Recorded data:
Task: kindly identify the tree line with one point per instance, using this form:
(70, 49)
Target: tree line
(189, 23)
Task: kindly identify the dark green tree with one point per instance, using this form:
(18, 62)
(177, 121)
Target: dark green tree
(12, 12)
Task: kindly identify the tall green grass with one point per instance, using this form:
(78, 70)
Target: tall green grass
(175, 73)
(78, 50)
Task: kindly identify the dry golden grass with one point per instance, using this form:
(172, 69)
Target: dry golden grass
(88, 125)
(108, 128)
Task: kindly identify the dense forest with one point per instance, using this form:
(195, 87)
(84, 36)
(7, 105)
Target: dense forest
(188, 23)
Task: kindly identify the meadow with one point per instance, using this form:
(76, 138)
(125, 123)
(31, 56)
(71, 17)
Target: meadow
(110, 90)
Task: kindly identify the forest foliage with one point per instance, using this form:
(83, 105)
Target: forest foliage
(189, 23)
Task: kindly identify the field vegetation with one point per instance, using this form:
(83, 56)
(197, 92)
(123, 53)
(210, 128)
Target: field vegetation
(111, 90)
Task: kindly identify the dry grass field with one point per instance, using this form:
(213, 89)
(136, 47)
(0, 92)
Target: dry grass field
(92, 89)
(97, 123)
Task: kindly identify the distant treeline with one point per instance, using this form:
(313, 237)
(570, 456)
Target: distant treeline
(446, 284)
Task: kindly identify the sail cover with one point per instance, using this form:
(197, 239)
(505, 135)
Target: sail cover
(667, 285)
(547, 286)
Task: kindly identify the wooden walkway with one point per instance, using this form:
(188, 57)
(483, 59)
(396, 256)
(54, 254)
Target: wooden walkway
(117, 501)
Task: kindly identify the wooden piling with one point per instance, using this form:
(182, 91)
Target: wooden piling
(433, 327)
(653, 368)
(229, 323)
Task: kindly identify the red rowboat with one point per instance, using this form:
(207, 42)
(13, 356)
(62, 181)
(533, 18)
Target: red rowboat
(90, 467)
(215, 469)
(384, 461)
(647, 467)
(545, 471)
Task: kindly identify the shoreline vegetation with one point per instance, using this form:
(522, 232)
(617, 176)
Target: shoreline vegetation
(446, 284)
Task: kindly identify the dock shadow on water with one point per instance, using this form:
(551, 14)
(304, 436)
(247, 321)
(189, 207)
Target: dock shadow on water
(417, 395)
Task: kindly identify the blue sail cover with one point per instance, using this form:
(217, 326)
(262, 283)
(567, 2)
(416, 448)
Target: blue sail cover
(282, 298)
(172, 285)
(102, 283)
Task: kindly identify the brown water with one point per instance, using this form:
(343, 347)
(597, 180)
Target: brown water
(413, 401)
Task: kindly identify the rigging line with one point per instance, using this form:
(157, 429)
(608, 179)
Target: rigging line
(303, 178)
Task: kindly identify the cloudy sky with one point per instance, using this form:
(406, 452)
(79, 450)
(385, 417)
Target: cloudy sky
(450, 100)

*TASK DIRECTIONS*: Retype the entries exactly, including every line.

*ANSWER IN FULL*:
Task: kindly identify the tree line with one point per instance, using this form:
(70, 49)
Target: tree line
(189, 23)
Task: kindly identify the dark green tree with one point per instance, using this form:
(18, 62)
(177, 121)
Target: dark green tree
(12, 12)
Task: kindly identify the tall green grass with one point per instance, using this form:
(78, 70)
Target: tall green grass
(175, 73)
(78, 50)
Task: kindly identify the dry golden grass with one point per instance, using this form:
(172, 69)
Target: dry golden grass
(88, 125)
(108, 128)
Task: kindly identify the dense forest with one point per instance, using this form:
(195, 87)
(84, 36)
(7, 105)
Target: dense forest
(188, 23)
Task: kindly identify the meadow with one point per instance, using this form:
(76, 138)
(125, 123)
(31, 56)
(71, 17)
Target: meadow
(110, 90)
Task: kindly identify the forest foliage with one point per instance, using this form:
(83, 105)
Target: forest foliage
(189, 23)
Task: kindly identify the field vegetation with one point per instance, using this form:
(83, 56)
(197, 92)
(123, 53)
(210, 128)
Target: field vegetation
(111, 90)
Task: kindly identify the dry grass field with one point per instance, using this form:
(213, 89)
(136, 47)
(0, 92)
Target: dry grass field
(92, 89)
(97, 123)
Task: kindly identify the distant treeline with one point per instance, using this form:
(313, 237)
(570, 456)
Target: distant treeline
(446, 284)
Task: kindly identify the sail cover with one point per instance, using this form:
(197, 239)
(505, 135)
Target: sail cover
(667, 285)
(547, 286)
Task: kindly identify the wooden walkway with one point per instance, using this form:
(188, 57)
(483, 59)
(396, 256)
(54, 254)
Target: wooden walkway
(117, 501)
Task: kindly identify the wooden piling with one point per instance, using this form:
(182, 91)
Target: wooden piling
(433, 327)
(653, 368)
(229, 323)
Task: kindly identify the red rowboat with one point per instance, using this form:
(207, 42)
(13, 356)
(62, 181)
(533, 18)
Target: red rowboat
(90, 467)
(215, 469)
(384, 461)
(647, 467)
(545, 471)
Task: kindly identify the shoreline vegetation with one point per instance, using this form:
(522, 232)
(617, 176)
Target: shoreline vegetation
(446, 284)
Task: kindly identify the dock shadow on water with one point per instance, using this form:
(551, 14)
(304, 436)
(247, 321)
(189, 207)
Target: dock shadow on water
(417, 395)
Task: kindly identify the blue sail cover with one point per instance, using this form:
(217, 326)
(262, 283)
(567, 2)
(416, 448)
Target: blue sail cover
(282, 298)
(172, 285)
(102, 283)
Task: kindly identify the brown water with one point per instance, using this form:
(343, 347)
(597, 180)
Target: brown water
(413, 401)
Task: kindly identify the rigging line with one point per instance, using this form:
(157, 429)
(608, 179)
Target: rigging line
(303, 178)
Task: kindly identify the cloudy sky with one point per instance, using this form:
(406, 452)
(79, 450)
(385, 417)
Target: cloudy sky
(450, 100)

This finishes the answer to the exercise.